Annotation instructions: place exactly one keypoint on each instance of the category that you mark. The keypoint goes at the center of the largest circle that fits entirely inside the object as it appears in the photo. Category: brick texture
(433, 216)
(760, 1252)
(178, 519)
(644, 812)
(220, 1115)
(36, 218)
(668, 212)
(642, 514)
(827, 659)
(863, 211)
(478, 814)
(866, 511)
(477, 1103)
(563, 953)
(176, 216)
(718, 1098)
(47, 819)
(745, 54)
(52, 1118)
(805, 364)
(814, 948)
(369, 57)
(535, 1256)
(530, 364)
----
Copy each line of the records verbatim.

Annotation instructions: place exactly one keypoint on each instance of the category that you mark. The keypoint goes at the center of the largest circle that fits entirely inside the object as it appears in the photo. Category: brick texture
(433, 216)
(760, 1252)
(178, 519)
(644, 812)
(220, 1115)
(36, 218)
(668, 212)
(642, 514)
(827, 659)
(863, 211)
(478, 814)
(866, 511)
(477, 1103)
(563, 953)
(176, 216)
(718, 1098)
(47, 819)
(745, 54)
(52, 1118)
(805, 364)
(814, 948)
(369, 57)
(535, 1256)
(530, 364)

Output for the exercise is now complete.